Opdracht A: Neem uit de passage over het personeel van de koningskinderen woordelijk over wat loopt van "Het personeel van en" tot "omgeving te vertoeven.".
Opdracht B: Door wie moeten de prinsen volgens de passage over het personeel van de koningskinderen altijd vergezeld worden?
Opdracht C:
Geef voor elk van de volgende uitspraken aan of zij overeenstemt met de passage over het personeel van de koningskinderen. Antwoord telkens met ja of nee en citeer letterlijk de woorden uit de passage die de doorslag geven.
(i) Koningin Louise-Marie gaf het personeel van prinses Charlotte de opdracht het kind nooit alleen te laten.
(ii) In de richtlijnen voor het personeel van de prinsen staat letterlijk dat de prinsen nooit alleen gelaten mogen worden.
(iii) De 'peer group' van de koningskinderen bestaat uit leeftijdgenoten.

1.2.3.2 Personeel baby- en kleutertijd 

 

Hoewel de koningskinderen geen leeftijdgenoten tot hun dagelijks gezelschap kunnen rekenen, zijn ze op geen enkel ogenblik van de dag alleen. Voortdurend worden ze omringd door personeel dat instaat voor hun opvoeding en het toezicht hierop. Het personeel dat aangesteld wordt om in de omgeving van prinses Charlotte te vertoeven krijgt letterlijk de opdracht van koningin Louise-Marie ‘…ne jamais laisser l’enfant (Charlotte) seule’[121], om haar geen ogenblik alleen te laten. De koningin wil dat de prinses altijd veilig is. Ze wil controle kunnen uitoefenen op haar dochter door haar onder constant toezicht te plaatsen en door niemand zonder de toestemming van de koning of haarzelf een bezoek te laten brengen aan de prinses. Een andere regel die de koningin vooropstelt is het vermijden van familiariteiten tussen prinses Charlotte en haar personeel.[122] In de richtlijnen die de koningin geeft aan het personeel van de prinsen wordt niet letterlijk gezegd dat de prinsen nooit alleen gelaten mogen worden. De tekst impliceert wel een constante aanwezigheid van personeel bij de prinsen. De prinsen moeten altijd vergezeld worden door één van de ondergouverneurs, ook tijdens ontspanningsmomenten, vakanties en op zondagen.[123] 

 

Het personeel van en voor de koningskinderen vormt dus de eigenlijke ‘peer group’ van de kinderen, weliswaar een gehandicapte ‘peer group’ omdat deze niet bestaat uit ‘peers’ - leeftijdgenoten die op gelijke voet staan met de kinderen - maar uit personeel dat de opdracht heeft de opvoeding van de prinsen en de prinses tot een goed einde te brengen. Om een beeld te kunnen vormen van de ‘peer group’ van de koningskinderen is het dus noodzakelijk om eerst dieper in te gaan op de verschillende functies van het personeel en om vervolgens na te gaan wie deze functies uitoefenen en op welke manier zij de koningskinderen beïnvloeden door in hun directe omgeving te vertoeven.

Ruwe gegevens:
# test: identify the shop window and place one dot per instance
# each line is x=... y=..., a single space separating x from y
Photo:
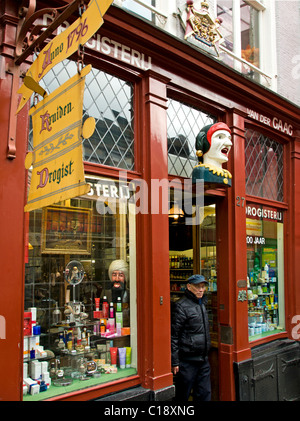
x=264 y=166
x=265 y=267
x=183 y=125
x=110 y=101
x=80 y=323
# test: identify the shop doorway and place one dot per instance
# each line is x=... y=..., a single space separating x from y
x=192 y=249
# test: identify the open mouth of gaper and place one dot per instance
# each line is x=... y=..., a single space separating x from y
x=225 y=151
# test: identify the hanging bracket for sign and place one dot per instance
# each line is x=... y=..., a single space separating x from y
x=28 y=39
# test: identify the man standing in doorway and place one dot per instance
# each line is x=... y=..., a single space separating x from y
x=190 y=341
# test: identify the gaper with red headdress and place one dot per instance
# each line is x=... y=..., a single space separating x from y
x=213 y=145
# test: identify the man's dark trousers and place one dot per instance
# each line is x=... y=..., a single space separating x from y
x=193 y=376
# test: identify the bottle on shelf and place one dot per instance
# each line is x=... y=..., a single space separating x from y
x=105 y=307
x=111 y=311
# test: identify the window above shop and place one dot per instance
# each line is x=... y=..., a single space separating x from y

Juist antwoord A:
Het personeel van en voor de koningskinderen vormt dus de eigenlijke ‘peer group’ van de kinderen, weliswaar een gehandicapte ‘peer group’ omdat deze niet bestaat uit ‘peers’ - leeftijdgenoten die op gelijke voet staan met de kinderen - maar uit personeel dat de opdracht heeft de opvoeding van de prinsen en de prinses tot een goed einde te brengen. Om een beeld te kunnen vormen van de ‘peer group’ van de koningskinderen is het dus noodzakelijk om eerst dieper in te gaan op de verschillende functies van het personeel en om vervolgens na te gaan wie deze functies uitoefenen en op welke manier zij de koningskinderen beïnvloeden door in hun directe omgeving te vertoeven.

Juist antwoord B: Door één van de ondergouverneurs.

Juist antwoord C:
(i) Ja: "krijgt letterlijk de opdracht van koningin Louise-Marie ‘…ne jamais laisser l’enfant (Charlotte) seule’"
(ii) Nee: "wordt niet letterlijk gezegd dat de prinsen nooit alleen gelaten mogen worden"
(iii) Nee: "niet bestaat uit ‘peers’ - leeftijdgenoten die op gelijke voet staan met de kinderen - maar uit personeel"